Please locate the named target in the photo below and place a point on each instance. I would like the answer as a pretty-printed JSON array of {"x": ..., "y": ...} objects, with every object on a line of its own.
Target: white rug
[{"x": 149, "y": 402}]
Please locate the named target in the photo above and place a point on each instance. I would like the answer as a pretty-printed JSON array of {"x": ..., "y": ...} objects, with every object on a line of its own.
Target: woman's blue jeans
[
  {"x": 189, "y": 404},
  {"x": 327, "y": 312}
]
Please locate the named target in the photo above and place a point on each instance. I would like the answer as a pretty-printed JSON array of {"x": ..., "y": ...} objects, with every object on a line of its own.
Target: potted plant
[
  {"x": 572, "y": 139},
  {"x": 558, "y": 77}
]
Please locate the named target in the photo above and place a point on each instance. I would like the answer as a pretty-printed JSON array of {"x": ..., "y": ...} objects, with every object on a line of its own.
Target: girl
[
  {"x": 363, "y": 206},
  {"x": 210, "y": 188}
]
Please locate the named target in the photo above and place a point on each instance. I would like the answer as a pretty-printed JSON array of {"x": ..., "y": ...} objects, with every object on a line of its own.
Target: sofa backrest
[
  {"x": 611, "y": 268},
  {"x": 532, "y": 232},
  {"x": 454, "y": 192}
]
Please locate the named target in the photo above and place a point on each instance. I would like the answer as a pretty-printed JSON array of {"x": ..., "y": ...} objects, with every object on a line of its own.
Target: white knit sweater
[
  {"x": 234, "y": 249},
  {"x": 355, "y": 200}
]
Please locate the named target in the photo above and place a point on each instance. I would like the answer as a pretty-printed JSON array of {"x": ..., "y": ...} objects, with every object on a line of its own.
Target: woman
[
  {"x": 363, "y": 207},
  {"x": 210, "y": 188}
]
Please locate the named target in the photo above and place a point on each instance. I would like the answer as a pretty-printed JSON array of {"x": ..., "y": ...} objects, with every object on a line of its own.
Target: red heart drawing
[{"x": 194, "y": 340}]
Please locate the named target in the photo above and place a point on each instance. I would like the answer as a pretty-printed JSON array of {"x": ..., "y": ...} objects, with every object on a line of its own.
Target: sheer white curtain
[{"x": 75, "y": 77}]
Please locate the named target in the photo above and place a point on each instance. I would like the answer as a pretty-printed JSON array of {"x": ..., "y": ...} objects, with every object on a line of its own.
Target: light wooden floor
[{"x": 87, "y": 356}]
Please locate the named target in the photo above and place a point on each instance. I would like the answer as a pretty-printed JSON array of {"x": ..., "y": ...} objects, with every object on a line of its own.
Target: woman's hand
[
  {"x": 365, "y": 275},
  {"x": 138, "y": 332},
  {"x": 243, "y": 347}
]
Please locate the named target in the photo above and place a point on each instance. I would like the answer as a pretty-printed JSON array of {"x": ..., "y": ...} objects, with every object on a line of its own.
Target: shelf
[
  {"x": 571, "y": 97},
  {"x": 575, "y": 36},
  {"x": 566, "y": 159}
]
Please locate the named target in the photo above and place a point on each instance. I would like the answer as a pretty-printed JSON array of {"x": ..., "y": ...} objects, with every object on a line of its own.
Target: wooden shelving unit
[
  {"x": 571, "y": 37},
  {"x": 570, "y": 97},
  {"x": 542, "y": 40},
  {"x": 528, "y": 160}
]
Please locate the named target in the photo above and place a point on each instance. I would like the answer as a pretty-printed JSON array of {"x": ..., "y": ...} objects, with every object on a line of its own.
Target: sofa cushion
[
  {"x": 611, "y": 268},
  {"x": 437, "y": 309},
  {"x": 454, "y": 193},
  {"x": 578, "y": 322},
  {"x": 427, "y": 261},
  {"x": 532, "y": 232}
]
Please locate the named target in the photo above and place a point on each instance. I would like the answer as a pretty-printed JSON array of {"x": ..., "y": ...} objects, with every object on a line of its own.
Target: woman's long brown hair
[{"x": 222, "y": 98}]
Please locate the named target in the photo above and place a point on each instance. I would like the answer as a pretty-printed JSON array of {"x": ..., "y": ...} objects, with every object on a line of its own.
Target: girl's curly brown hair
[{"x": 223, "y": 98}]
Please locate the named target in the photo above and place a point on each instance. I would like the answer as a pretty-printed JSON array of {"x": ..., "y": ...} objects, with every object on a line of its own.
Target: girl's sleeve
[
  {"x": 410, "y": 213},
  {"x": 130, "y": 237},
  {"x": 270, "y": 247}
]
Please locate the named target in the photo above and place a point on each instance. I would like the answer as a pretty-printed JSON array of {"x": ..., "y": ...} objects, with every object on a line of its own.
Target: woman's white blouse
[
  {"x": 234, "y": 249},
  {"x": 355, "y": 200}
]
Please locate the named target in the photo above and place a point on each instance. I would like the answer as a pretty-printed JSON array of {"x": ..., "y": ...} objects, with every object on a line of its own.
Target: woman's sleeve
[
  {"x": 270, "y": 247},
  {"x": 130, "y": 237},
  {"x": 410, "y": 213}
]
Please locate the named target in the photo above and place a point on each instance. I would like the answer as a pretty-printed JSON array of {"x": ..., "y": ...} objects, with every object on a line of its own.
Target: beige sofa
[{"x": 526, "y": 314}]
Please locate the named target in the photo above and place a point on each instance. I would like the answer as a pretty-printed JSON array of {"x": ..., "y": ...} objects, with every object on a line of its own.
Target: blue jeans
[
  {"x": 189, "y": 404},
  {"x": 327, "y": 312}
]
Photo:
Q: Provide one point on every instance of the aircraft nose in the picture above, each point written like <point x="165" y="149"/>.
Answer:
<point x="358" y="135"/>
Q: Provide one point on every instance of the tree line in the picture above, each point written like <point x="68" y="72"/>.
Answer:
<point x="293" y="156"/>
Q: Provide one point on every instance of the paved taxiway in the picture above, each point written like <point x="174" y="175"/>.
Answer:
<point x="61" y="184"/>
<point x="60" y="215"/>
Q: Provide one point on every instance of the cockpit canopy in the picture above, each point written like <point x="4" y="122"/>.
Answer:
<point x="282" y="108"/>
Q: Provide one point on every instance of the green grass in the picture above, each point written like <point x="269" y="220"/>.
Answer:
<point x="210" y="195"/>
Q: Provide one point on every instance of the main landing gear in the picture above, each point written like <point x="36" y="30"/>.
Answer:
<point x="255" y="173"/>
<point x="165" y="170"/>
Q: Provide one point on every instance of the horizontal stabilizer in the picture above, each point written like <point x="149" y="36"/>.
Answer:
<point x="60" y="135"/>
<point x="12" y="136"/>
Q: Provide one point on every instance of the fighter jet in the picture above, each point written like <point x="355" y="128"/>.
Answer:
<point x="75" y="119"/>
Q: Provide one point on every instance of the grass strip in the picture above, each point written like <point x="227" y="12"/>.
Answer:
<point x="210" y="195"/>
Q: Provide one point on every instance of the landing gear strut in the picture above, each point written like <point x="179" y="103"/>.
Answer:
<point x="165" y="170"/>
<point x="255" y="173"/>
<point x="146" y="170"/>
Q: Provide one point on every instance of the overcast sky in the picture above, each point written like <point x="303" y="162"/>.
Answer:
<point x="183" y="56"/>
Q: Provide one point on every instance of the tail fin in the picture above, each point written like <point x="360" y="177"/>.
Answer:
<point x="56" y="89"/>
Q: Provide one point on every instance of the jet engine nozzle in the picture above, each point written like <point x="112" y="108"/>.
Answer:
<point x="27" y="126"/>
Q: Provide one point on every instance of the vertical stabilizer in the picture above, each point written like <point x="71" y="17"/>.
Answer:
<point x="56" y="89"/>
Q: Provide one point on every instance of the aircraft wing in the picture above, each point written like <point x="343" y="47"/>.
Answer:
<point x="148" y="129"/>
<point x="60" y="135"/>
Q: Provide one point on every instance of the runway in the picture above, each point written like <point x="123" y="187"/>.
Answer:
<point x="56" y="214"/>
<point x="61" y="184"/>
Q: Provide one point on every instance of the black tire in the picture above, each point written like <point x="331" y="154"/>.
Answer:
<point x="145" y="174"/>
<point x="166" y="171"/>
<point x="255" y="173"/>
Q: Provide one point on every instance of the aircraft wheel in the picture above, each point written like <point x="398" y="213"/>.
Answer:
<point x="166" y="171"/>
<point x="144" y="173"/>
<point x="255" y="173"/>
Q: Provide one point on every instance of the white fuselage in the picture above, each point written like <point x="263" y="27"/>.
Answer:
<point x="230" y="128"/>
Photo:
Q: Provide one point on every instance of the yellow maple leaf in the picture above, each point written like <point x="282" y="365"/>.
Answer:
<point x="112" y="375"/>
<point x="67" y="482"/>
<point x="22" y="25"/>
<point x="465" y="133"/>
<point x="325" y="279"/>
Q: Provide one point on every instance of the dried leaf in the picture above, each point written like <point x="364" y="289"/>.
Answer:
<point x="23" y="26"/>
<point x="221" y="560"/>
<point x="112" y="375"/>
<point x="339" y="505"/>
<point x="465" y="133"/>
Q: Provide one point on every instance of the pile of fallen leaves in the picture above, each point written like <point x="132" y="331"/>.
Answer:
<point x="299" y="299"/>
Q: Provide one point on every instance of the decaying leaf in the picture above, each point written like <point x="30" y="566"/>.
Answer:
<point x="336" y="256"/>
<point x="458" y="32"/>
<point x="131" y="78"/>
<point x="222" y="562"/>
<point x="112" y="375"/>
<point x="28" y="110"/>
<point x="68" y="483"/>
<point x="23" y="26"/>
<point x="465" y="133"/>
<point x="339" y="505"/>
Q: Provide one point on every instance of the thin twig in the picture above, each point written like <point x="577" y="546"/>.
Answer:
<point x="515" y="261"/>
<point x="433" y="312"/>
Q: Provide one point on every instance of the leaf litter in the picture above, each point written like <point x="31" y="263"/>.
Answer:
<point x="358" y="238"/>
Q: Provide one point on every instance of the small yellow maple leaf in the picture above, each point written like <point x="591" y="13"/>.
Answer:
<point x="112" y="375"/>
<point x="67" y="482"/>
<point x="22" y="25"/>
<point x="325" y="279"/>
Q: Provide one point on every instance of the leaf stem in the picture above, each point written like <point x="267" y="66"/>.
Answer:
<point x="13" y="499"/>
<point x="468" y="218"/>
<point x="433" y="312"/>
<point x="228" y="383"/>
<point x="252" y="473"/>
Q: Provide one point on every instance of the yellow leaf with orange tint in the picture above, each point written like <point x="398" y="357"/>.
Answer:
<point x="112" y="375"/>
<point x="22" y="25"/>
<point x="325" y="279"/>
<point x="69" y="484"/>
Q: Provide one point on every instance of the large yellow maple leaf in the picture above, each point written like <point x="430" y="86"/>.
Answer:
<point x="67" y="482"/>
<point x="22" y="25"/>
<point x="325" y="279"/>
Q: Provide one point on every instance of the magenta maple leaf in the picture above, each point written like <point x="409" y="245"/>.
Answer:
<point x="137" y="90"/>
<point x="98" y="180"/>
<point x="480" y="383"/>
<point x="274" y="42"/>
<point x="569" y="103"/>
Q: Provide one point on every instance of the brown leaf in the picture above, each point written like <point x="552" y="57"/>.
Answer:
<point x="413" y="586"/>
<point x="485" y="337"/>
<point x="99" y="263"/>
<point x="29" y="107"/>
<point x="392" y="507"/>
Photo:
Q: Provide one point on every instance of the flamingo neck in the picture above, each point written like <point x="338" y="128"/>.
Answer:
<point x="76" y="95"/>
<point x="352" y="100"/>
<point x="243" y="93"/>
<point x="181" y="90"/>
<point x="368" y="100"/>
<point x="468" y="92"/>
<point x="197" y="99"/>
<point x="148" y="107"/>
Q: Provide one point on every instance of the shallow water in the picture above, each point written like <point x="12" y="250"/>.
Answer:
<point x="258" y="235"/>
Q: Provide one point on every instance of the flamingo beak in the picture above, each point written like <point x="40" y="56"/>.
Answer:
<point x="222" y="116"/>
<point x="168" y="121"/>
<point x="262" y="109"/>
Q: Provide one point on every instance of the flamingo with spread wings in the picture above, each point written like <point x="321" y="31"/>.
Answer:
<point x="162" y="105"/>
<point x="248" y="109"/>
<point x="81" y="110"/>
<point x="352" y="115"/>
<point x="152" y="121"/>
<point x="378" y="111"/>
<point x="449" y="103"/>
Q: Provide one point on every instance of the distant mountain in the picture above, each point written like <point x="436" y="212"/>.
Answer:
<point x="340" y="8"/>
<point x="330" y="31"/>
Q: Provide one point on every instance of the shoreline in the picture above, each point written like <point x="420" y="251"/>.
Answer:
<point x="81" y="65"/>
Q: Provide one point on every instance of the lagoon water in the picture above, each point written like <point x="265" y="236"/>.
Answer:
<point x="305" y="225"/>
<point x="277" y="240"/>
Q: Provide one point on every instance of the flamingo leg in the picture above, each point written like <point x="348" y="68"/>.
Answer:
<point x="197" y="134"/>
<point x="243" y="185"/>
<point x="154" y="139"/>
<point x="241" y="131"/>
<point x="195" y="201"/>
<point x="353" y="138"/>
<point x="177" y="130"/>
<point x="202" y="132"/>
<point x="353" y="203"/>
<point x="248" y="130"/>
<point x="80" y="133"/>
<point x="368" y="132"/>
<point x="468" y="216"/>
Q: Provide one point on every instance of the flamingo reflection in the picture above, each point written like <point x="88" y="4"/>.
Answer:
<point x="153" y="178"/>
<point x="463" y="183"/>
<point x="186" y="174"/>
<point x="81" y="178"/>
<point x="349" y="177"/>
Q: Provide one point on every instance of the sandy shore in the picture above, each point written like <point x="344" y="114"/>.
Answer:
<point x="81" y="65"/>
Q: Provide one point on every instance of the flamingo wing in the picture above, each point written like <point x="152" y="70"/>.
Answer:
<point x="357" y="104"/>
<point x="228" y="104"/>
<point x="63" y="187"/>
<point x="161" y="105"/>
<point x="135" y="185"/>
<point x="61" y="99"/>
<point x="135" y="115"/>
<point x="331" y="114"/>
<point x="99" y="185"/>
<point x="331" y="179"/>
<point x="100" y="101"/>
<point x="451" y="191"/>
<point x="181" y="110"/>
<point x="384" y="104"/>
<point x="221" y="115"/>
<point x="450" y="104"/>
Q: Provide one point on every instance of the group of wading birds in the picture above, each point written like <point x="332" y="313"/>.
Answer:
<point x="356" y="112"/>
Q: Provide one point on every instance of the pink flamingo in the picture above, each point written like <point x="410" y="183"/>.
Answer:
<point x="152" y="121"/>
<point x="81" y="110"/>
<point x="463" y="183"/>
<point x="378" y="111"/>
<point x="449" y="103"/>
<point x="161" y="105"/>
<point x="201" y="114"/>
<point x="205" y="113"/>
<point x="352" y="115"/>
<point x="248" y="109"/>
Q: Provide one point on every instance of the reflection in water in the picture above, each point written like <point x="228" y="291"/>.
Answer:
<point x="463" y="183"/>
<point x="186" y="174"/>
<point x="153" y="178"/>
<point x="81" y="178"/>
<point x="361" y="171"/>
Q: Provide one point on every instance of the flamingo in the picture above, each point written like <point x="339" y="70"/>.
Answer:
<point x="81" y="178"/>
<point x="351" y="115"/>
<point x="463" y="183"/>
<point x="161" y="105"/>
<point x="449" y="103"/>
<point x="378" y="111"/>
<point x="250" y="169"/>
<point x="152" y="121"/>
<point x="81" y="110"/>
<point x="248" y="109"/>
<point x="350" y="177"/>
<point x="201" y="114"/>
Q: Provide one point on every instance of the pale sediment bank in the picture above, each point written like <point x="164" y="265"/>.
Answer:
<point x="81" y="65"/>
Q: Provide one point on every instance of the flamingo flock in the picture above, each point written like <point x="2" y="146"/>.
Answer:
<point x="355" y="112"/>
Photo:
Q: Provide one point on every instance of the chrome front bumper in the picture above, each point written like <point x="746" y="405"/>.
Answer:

Assignment:
Among the entries above, the line containing "the flamingo reflection", the line containing "Q: Provide one point on every instance of the flamingo in", and all lines between them are to be restated word for word; nothing else belongs in the reply.

Response to the task:
Q: Provide one point on every instance of the flamingo reflection in the picture above, each point written like <point x="88" y="4"/>.
Answer:
<point x="153" y="178"/>
<point x="463" y="183"/>
<point x="186" y="174"/>
<point x="81" y="178"/>
<point x="349" y="177"/>
Q: Provide one point on every instance of the sandy shore in the picture above, each point written like <point x="344" y="114"/>.
Answer:
<point x="81" y="65"/>
Q: Provide one point on every instance of the flamingo wing in the picture above, each point written like <point x="152" y="70"/>.
Answer:
<point x="357" y="104"/>
<point x="228" y="104"/>
<point x="63" y="187"/>
<point x="161" y="105"/>
<point x="135" y="185"/>
<point x="61" y="99"/>
<point x="135" y="115"/>
<point x="331" y="114"/>
<point x="99" y="185"/>
<point x="331" y="179"/>
<point x="100" y="101"/>
<point x="451" y="191"/>
<point x="181" y="110"/>
<point x="384" y="104"/>
<point x="221" y="115"/>
<point x="450" y="104"/>
Q: Provide one point on every instance of the group of wading birds in the picture above, each point written like <point x="332" y="313"/>.
Answer:
<point x="356" y="112"/>
Q: Provide one point on every instance of the pink flamingo in the picture above, each point written like <point x="410" y="183"/>.
Answer:
<point x="152" y="121"/>
<point x="81" y="110"/>
<point x="463" y="183"/>
<point x="378" y="111"/>
<point x="449" y="103"/>
<point x="161" y="105"/>
<point x="201" y="114"/>
<point x="205" y="113"/>
<point x="352" y="115"/>
<point x="248" y="109"/>
Q: Provide one point on every instance of the reflection in water in the picture above, each point written like <point x="228" y="291"/>.
Answer:
<point x="463" y="183"/>
<point x="186" y="174"/>
<point x="153" y="178"/>
<point x="81" y="178"/>
<point x="361" y="171"/>
Q: Provide one point on every instance of the flamingo in the picture above, each point written like <point x="339" y="70"/>.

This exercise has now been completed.